Work item => Repeat the data exactly, so that every line matches the original.

The data =>

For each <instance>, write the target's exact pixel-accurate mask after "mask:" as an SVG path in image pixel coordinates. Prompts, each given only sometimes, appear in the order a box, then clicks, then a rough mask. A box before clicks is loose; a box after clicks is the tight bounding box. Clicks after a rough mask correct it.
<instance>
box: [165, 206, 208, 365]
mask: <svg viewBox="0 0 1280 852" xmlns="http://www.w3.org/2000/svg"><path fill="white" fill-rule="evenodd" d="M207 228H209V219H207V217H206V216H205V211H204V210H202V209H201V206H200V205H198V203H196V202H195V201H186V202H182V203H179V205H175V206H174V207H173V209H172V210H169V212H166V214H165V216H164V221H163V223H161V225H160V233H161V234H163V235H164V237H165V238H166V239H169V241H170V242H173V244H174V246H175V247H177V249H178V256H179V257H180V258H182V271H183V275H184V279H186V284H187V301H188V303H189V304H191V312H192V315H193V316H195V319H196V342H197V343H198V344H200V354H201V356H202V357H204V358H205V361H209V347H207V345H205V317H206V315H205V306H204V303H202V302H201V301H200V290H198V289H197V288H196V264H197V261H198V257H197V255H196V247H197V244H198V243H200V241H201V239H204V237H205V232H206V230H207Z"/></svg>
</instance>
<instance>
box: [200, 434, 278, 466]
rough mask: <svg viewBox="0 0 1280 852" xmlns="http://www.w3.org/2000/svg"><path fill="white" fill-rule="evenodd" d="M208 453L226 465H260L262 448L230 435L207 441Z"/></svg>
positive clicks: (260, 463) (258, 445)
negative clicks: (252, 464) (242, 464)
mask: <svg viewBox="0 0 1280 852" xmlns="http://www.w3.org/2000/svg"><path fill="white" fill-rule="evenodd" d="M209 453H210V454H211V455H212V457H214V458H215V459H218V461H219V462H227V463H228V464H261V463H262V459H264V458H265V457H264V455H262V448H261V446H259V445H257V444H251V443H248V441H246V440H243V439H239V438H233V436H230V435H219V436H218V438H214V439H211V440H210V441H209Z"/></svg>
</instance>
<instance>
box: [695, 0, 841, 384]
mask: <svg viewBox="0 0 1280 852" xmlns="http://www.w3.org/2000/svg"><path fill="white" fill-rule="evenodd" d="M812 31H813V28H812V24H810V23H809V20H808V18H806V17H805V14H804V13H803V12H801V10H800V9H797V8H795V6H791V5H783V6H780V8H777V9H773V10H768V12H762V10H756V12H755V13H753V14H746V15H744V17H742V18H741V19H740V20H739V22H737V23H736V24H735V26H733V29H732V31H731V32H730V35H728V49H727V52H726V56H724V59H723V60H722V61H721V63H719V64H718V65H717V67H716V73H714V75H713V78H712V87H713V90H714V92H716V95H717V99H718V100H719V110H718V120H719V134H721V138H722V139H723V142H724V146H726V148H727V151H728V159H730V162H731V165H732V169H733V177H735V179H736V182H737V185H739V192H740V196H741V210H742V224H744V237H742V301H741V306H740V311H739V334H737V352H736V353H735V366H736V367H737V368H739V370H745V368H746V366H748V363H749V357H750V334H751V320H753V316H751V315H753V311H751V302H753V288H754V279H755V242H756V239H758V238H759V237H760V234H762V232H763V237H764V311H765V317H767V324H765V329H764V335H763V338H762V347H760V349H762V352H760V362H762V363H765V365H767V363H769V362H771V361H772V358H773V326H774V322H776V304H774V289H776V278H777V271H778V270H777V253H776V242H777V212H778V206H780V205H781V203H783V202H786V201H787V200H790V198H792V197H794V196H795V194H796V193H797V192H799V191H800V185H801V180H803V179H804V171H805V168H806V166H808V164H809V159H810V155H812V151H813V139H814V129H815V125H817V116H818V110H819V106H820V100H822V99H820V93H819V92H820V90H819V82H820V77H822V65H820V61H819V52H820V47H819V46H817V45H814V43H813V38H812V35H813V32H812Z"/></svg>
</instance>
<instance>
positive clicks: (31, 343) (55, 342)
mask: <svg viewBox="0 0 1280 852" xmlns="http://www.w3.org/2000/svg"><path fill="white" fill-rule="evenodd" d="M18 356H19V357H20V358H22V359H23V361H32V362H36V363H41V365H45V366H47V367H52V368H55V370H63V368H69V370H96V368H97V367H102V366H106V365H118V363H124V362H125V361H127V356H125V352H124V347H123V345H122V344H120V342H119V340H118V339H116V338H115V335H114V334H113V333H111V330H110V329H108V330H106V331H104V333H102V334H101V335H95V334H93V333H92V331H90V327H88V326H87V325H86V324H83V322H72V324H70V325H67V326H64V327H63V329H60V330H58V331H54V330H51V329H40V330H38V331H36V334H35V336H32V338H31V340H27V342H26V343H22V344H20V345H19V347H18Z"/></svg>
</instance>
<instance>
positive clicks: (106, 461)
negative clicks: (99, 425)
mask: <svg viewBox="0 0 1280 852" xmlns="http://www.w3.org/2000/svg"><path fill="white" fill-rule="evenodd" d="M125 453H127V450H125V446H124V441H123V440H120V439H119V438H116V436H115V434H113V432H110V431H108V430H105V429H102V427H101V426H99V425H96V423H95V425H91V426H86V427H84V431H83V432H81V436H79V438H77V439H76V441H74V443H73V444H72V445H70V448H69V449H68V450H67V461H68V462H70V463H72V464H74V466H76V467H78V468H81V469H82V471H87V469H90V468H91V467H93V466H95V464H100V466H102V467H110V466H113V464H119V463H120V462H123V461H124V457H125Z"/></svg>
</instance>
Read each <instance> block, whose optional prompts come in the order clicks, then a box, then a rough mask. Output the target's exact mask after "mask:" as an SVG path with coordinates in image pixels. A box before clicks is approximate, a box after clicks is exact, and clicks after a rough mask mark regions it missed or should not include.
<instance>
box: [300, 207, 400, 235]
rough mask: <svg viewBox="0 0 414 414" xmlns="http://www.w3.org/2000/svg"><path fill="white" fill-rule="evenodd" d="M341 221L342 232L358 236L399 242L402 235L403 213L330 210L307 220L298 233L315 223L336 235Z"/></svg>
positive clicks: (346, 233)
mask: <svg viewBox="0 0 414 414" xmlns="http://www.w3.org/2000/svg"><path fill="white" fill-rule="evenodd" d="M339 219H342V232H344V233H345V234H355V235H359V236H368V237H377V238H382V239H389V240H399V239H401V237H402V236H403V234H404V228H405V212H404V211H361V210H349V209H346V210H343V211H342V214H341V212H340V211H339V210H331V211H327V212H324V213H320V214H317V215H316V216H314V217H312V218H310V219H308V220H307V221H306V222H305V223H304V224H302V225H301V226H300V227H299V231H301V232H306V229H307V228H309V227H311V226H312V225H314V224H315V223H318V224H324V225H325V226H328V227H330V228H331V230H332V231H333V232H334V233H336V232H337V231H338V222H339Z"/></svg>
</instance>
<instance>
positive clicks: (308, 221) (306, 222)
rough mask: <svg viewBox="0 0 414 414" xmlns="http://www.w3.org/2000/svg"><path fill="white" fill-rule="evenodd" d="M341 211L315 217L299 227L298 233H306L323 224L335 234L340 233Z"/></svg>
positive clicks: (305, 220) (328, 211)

Solution for this exercise =>
For each <instance>, write the target's exact pixel-accurate mask after "mask:" as an SVG path in image pixel coordinates. Prompts, each given only sometimes, appear in the order a box, then clicks, then a rough mask. A box before clicks is loose; a box after clicks is the tight bounding box. Clicks after a rough mask correct it.
<instance>
box: [165, 206, 208, 365]
mask: <svg viewBox="0 0 1280 852" xmlns="http://www.w3.org/2000/svg"><path fill="white" fill-rule="evenodd" d="M207 228H209V219H207V217H206V216H205V211H204V210H202V209H201V206H200V205H198V203H196V202H195V201H186V202H182V203H179V205H175V206H174V207H173V209H172V210H169V212H166V214H165V216H164V221H163V223H161V225H160V233H161V234H163V235H164V237H165V238H166V239H169V241H170V242H173V244H174V246H175V247H177V249H178V256H179V257H180V258H182V271H183V275H184V279H186V284H187V301H188V303H189V304H191V312H192V315H193V316H195V319H196V342H197V343H198V344H200V354H201V356H202V357H204V358H205V361H209V347H207V345H205V317H206V315H205V306H204V303H202V302H201V301H200V290H198V289H197V288H196V264H197V261H198V257H197V255H196V247H197V244H198V243H200V241H201V239H204V237H205V232H206V230H207Z"/></svg>
</instance>
<instance>
box: [200, 434, 278, 466]
rough mask: <svg viewBox="0 0 1280 852" xmlns="http://www.w3.org/2000/svg"><path fill="white" fill-rule="evenodd" d="M208 453L226 465H260L262 448L230 435L207 441Z"/></svg>
positive clicks: (260, 463) (258, 445)
negative clicks: (252, 464) (242, 464)
mask: <svg viewBox="0 0 1280 852" xmlns="http://www.w3.org/2000/svg"><path fill="white" fill-rule="evenodd" d="M209 453H210V454H211V455H212V457H214V458H215V459H218V461H219V462H227V463H228V464H261V463H262V459H264V458H265V457H264V455H262V448H261V446H259V445H257V444H251V443H248V441H246V440H243V439H239V438H233V436H230V435H219V436H218V438H214V439H211V440H210V441H209Z"/></svg>
</instance>
<instance>
box: [695, 0, 841, 384]
mask: <svg viewBox="0 0 1280 852" xmlns="http://www.w3.org/2000/svg"><path fill="white" fill-rule="evenodd" d="M812 31H813V28H812V24H810V23H809V20H808V18H806V17H805V14H804V13H803V12H801V10H800V9H797V8H795V6H791V5H783V6H780V8H777V9H773V10H768V12H762V10H756V12H755V13H753V14H746V15H744V17H742V18H741V19H740V20H739V22H737V23H736V24H735V26H733V29H732V31H731V32H730V35H728V49H727V52H726V56H724V59H723V60H722V61H721V63H719V64H718V65H717V67H716V73H714V75H713V78H712V87H713V90H714V92H716V95H717V99H718V100H719V110H718V120H719V134H721V138H722V139H723V142H724V146H726V148H727V151H728V159H730V162H731V165H732V169H733V177H735V179H736V182H737V185H739V192H740V196H741V210H742V224H744V237H742V301H741V306H740V311H739V334H737V352H736V353H735V366H736V367H737V368H739V370H745V368H746V366H748V363H749V357H750V334H751V320H753V316H751V315H753V311H751V302H753V288H754V279H755V242H756V239H758V238H759V237H760V234H762V232H763V237H764V311H765V317H767V324H765V329H764V335H763V338H762V347H760V349H762V352H760V362H762V363H765V365H767V363H769V362H771V361H772V358H773V326H774V322H776V304H774V289H776V278H777V271H778V270H777V253H776V242H777V212H778V206H780V205H781V203H783V202H786V201H787V200H790V198H792V197H794V196H795V194H796V193H797V192H799V191H800V185H801V180H803V179H804V171H805V168H806V166H808V164H809V159H810V155H812V151H813V139H814V129H815V125H817V116H818V110H819V106H820V100H822V99H820V93H819V92H820V90H819V82H820V77H822V65H820V61H819V52H820V47H819V46H817V45H814V43H813V38H812V35H813V32H812Z"/></svg>
</instance>
<instance>
positive clicks: (31, 343) (55, 342)
mask: <svg viewBox="0 0 1280 852" xmlns="http://www.w3.org/2000/svg"><path fill="white" fill-rule="evenodd" d="M18 356H19V357H20V358H22V359H23V361H32V362H36V363H41V365H45V366H47V367H52V368H55V370H63V368H69V370H96V368H97V367H102V366H106V365H118V363H124V362H125V361H127V356H125V352H124V347H123V345H122V344H120V342H119V340H118V339H116V338H115V335H114V334H113V333H111V330H110V329H108V330H106V331H104V333H102V334H101V335H95V334H93V333H92V331H90V327H88V326H87V325H86V324H83V322H72V324H70V325H67V326H64V327H63V329H60V330H58V331H54V330H51V329H40V330H38V331H36V334H35V336H32V338H31V340H27V342H26V343H22V344H20V345H19V347H18Z"/></svg>
</instance>
<instance>
positive clicks: (106, 461)
negative clicks: (99, 425)
mask: <svg viewBox="0 0 1280 852" xmlns="http://www.w3.org/2000/svg"><path fill="white" fill-rule="evenodd" d="M125 453H127V450H125V446H124V441H123V440H120V439H119V438H116V436H115V434H113V432H110V431H108V430H105V429H102V427H101V426H99V425H96V423H95V425H91V426H86V427H84V431H83V432H81V436H79V438H77V439H76V441H74V443H73V444H72V445H70V448H69V449H68V450H67V461H68V462H70V463H72V464H74V466H76V467H78V468H81V469H82V471H87V469H90V468H91V467H93V466H95V464H100V466H102V467H110V466H113V464H119V463H120V462H123V461H124V457H125Z"/></svg>
</instance>
Read each <instance> block, whose optional prompts come in the order clicks, then a box, then a rough mask. Output the target's exact mask after "mask:" as an SVG path with coordinates in image pixels. A box before clicks is approximate, a box after clicks is exact, and clicks after a rough mask mark regions it missed or should not include.
<instance>
box: [300, 207, 400, 235]
rough mask: <svg viewBox="0 0 414 414" xmlns="http://www.w3.org/2000/svg"><path fill="white" fill-rule="evenodd" d="M341 221L342 232L358 236L399 242L402 235L403 213L330 210L307 220L298 233L315 223L336 235Z"/></svg>
positive clicks: (346, 233)
mask: <svg viewBox="0 0 414 414" xmlns="http://www.w3.org/2000/svg"><path fill="white" fill-rule="evenodd" d="M339 219H342V232H344V233H345V234H355V235H359V236H368V237H377V238H382V239H389V240H399V239H401V237H402V236H403V234H404V228H405V212H404V211H361V210H349V209H346V210H343V211H342V214H341V212H340V211H339V210H331V211H327V212H324V213H320V214H317V215H316V216H314V217H312V218H310V219H308V220H307V221H306V222H305V223H304V224H302V225H301V226H300V227H299V231H301V232H306V229H307V228H309V227H311V226H312V225H314V224H315V223H318V224H324V225H325V226H328V227H330V228H331V230H332V231H333V232H334V233H336V232H337V231H338V222H339Z"/></svg>
</instance>
<instance>
positive clicks: (308, 221) (306, 222)
rough mask: <svg viewBox="0 0 414 414" xmlns="http://www.w3.org/2000/svg"><path fill="white" fill-rule="evenodd" d="M341 211L315 217L299 227L298 233H306L323 224L335 234L340 233Z"/></svg>
positive clicks: (305, 220) (328, 211)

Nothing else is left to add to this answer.